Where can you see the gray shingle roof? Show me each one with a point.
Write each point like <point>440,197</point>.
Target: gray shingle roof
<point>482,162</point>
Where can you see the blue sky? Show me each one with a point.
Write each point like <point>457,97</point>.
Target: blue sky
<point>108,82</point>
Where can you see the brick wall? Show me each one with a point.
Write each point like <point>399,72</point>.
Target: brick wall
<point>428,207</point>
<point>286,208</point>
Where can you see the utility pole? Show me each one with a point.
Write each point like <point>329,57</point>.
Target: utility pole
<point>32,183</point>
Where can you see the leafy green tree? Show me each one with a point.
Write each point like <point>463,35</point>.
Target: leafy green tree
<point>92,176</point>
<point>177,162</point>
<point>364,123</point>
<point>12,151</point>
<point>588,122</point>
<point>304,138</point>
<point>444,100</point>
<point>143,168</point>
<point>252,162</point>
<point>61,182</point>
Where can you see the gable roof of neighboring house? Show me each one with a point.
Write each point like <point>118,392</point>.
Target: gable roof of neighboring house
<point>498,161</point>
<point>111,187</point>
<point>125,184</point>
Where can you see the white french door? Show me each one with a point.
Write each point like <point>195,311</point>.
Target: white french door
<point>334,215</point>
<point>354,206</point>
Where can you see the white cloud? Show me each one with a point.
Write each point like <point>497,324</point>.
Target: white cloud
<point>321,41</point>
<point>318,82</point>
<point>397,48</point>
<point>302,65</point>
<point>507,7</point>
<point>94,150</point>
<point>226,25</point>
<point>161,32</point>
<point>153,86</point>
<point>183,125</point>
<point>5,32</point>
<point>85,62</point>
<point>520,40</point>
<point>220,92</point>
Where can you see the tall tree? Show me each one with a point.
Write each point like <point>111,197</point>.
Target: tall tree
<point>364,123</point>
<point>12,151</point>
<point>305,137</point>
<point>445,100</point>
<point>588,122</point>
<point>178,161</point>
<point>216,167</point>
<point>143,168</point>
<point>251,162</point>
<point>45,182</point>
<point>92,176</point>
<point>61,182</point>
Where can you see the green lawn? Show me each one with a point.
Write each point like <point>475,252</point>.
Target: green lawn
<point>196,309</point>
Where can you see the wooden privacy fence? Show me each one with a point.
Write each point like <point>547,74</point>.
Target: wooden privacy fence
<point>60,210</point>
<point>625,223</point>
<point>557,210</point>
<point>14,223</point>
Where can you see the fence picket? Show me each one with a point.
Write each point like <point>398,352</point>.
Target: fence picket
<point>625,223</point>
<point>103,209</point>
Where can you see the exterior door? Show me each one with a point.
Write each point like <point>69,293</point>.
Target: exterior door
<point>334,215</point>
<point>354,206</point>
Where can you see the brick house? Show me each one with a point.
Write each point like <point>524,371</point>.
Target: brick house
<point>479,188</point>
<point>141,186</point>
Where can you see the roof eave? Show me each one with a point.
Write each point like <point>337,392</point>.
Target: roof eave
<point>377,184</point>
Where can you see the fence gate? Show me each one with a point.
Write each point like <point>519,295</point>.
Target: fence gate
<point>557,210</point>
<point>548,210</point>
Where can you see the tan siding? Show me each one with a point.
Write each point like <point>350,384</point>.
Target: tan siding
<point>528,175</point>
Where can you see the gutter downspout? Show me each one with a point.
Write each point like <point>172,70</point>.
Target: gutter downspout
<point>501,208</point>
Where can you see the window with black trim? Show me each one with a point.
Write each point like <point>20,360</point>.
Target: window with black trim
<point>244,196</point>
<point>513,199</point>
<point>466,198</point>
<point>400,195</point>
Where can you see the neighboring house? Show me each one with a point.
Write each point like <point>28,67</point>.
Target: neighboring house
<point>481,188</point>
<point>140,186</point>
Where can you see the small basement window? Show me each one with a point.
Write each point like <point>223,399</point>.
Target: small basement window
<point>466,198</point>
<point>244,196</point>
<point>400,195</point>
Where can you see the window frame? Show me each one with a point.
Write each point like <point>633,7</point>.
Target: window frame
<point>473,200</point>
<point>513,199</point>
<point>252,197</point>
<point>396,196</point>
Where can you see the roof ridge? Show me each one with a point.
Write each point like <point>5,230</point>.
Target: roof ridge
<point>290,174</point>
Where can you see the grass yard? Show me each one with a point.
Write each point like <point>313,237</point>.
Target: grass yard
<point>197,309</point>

§ INSTRUCTION:
Copy all the entries verbatim.

§ THE REPLY:
Where can you see the gray shingle roof? Show me each one with a point.
Write each point like <point>440,197</point>.
Target: gray shingle roof
<point>482,162</point>
Where can you see the blue sky? Show me each one with a point.
Write each point like <point>457,97</point>.
Target: blue sky
<point>108,82</point>
Where can you see the brick wall? Show me each one with a point.
Write each point like <point>399,72</point>.
Target: brick wall
<point>428,207</point>
<point>286,208</point>
Where can you see the utility pole? Show me each one with a point.
Write each point like <point>329,57</point>.
Target: utility pole
<point>32,183</point>
Where can you see the leafy green tree? Show me each one with a point.
Write each point like <point>463,35</point>.
Target: leafy green tree
<point>92,176</point>
<point>177,162</point>
<point>364,123</point>
<point>12,151</point>
<point>588,122</point>
<point>304,138</point>
<point>444,100</point>
<point>143,168</point>
<point>252,162</point>
<point>61,182</point>
Where can you see the gable roof of neighboring house? Show me each one with a point.
Write each point like <point>118,392</point>.
Target: gable roof of neighboring house
<point>498,161</point>
<point>111,187</point>
<point>125,184</point>
Where can you see the white french door? Show me each one with a point.
Write each point like <point>195,311</point>.
Target: white french door
<point>334,215</point>
<point>354,206</point>
Where can you see the white cloud? Show me each one with a point.
Write each point like <point>497,324</point>.
Target: white cloud
<point>321,41</point>
<point>318,82</point>
<point>397,48</point>
<point>302,65</point>
<point>507,7</point>
<point>94,150</point>
<point>226,25</point>
<point>161,32</point>
<point>153,86</point>
<point>183,125</point>
<point>5,32</point>
<point>85,62</point>
<point>520,40</point>
<point>220,92</point>
Where can you see the tall tree? Show me each one with a point.
Write each point like <point>111,197</point>.
Target: tall tree
<point>364,123</point>
<point>12,151</point>
<point>305,137</point>
<point>445,100</point>
<point>588,122</point>
<point>178,161</point>
<point>216,167</point>
<point>143,168</point>
<point>251,162</point>
<point>45,182</point>
<point>92,176</point>
<point>61,182</point>
Where can you see the green lawn? Show me each one with a point.
Write each point like <point>475,252</point>.
Target: green lawn
<point>196,309</point>
Where can you see the wooden privacy fence? Show me each one with a point.
Write each point like <point>547,74</point>.
Target: wooden privacy fence
<point>60,210</point>
<point>625,223</point>
<point>557,210</point>
<point>14,223</point>
Where can you see the fence picket? Show me each one with a point.
Write each point like <point>398,352</point>.
Target: fence picket
<point>625,223</point>
<point>103,209</point>
Where can you see the exterior door? Show me each one with a point.
Write each point like <point>69,293</point>.
Target: exterior door
<point>334,215</point>
<point>354,206</point>
Where can you see the brick house? Show me each one with a point.
Write each point like <point>524,371</point>.
Target: brick house
<point>479,188</point>
<point>141,186</point>
Where can you see the roof eave? Show me each one with a point.
Write each point like <point>337,392</point>.
Target: roof eave
<point>377,184</point>
Where can you see the fence gate? Show me each one with a point.
Write each point like <point>519,295</point>.
Target: fence gate
<point>557,210</point>
<point>548,210</point>
Where can you see the tan siding? Show me each one with a point.
Write each point like <point>350,384</point>.
Target: tan siding
<point>528,175</point>
Where can you see the gutter downspout? Show me each one with a point.
Write each point like <point>172,70</point>.
Target: gutter downspout
<point>501,208</point>
Where can you see the window with black trim? Show me each one with a point.
Write each point like <point>20,360</point>.
Target: window with black trim
<point>244,196</point>
<point>513,199</point>
<point>466,198</point>
<point>400,195</point>
Where can you see the neighboring house? Show me each one with a point.
Write each point like <point>28,67</point>.
Target: neighboring house
<point>481,188</point>
<point>140,186</point>
Where can you see the small basement window? Show me each one with a point.
Write each point like <point>223,399</point>.
Target: small basement window
<point>466,198</point>
<point>244,196</point>
<point>400,195</point>
Where can you see the window frame? Show me each one with a point.
Write each point like <point>633,7</point>.
Target: window frame
<point>473,200</point>
<point>513,199</point>
<point>252,197</point>
<point>396,196</point>
Where can you see the roof ridge? Show me each one with a point.
Write each point like <point>5,230</point>.
Target: roof ridge
<point>290,174</point>
Where can you see the grass yard? Show me each one with a point.
Write each point like <point>313,237</point>.
Target: grass yard
<point>197,309</point>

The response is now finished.